Avec l’habitude, même les lieux les plus beaux deviennent redondants. Alors il faut aller chercher le regard des autres. Chasser la routine en usant de l’œil neuf des personnes qui sont installées dans l’archipel depuis quelques mois. À travers eux, redécouvrir ce qui fait l’essence de Saint-Pierre et Miquelon, et la transmettre.

Jean-Christophe m’attend devant l’un des tas de neige laissés par la dernière tempête. Ils garnissent encore les zones les plus à l’ombre de la place Général de Gaulle mais on sent bien qu’ils n’en ont plus pour très longtemps. La lumière qui arrive autant du ciel que de la réflection du port est déjà douce et dorée même si la température a du mal à devenir positive. C’est un bon moment pour parler de l’hiver qui tire à sa fin.
________________________
### Consignes de l'exercice
1/ D'après l'extrait sur Saint-Pierre et Miquelon, devant quoi Jean-Christophe attend-il ?
2/ Prolongez le texte sur Saint-Pierre et Miquelon à la suite de sa dernière phrase.
________________________
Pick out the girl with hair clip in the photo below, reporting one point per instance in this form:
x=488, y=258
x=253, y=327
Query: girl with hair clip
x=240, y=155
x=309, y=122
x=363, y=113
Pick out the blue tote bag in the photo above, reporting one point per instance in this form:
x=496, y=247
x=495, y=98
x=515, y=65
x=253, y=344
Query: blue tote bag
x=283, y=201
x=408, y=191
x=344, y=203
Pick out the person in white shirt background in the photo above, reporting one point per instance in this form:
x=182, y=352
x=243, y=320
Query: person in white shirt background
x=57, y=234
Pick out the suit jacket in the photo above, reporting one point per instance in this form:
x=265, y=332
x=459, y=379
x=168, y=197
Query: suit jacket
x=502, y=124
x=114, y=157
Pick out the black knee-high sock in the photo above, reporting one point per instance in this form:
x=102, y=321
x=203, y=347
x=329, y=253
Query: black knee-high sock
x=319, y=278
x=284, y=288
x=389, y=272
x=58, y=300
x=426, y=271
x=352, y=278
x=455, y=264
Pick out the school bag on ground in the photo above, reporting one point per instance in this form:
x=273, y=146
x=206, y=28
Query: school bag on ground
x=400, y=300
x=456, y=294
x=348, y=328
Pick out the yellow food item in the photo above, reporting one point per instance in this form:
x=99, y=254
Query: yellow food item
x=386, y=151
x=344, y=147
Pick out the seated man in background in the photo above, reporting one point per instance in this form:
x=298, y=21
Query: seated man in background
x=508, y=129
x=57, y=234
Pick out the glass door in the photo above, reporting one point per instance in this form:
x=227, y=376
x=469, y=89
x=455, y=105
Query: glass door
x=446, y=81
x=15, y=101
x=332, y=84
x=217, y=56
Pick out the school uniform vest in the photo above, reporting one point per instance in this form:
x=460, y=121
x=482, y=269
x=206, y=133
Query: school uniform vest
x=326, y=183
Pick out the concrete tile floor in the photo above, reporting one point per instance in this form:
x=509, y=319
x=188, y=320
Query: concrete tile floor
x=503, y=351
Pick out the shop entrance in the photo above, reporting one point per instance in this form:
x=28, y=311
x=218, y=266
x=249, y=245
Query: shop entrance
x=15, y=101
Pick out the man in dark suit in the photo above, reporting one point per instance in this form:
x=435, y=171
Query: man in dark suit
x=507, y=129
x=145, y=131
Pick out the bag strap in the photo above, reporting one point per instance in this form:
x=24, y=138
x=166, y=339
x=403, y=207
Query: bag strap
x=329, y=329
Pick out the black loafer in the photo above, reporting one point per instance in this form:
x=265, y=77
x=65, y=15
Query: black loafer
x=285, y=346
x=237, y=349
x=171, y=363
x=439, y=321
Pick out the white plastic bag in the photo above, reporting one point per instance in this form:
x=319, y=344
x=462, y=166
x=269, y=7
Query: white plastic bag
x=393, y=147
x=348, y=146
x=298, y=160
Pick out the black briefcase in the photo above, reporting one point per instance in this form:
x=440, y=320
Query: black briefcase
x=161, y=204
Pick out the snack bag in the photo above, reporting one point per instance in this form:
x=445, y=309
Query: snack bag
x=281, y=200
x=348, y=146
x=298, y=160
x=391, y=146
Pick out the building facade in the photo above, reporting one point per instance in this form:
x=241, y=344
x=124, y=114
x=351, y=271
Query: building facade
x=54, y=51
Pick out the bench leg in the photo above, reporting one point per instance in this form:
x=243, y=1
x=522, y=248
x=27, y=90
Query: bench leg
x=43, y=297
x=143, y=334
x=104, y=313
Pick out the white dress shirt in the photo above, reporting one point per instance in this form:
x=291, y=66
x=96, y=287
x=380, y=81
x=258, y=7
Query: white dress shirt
________________________
### Réponses par consigne
1/ Devant l'un des tas de neige laissés par la dernière tempête.

2/
Portrait Jean Christophe premier hiver saint pierre Miquelon

"Saint-Pierre et Miquelon, on le vit comme une renaissance."

Nous nous sommes donné rendez-vous dans l’unique café de Saint-Pierre.

C’est la première fois que nous nous rencontrons « en vrai ». J’avais déjà croisé Jean-Christophe plusieurs fois sur la toile. Il vient d’arriver dans l’archipel et fait du « géocache poétique » en se servant de Facebook, alors difficile de passer à côté, le concept est assez génial et on en reparlera.

On s’installe au café bien occupé, on est samedi et c’est l’heure du coup d’thé. Deux Earl Grey s’il vous plait.

Jean-Christophe et sa conjointe Sandrine sont arrivés à Saint-Pierre et Miquelon entre Noël et le jour de l’An 2023, il y a seulement 3 mois. Sans valises ni idées préconçues.
Si les premières ont fini par arriver après quelques démarches et un peu de patience, les secondes, si tant est qu’elles ont un jour existé, n’ont pas quitté Tarbes, dans le Sud-Ouest de la France.

Qu’est-ce qui vous amène dans l’archipel ?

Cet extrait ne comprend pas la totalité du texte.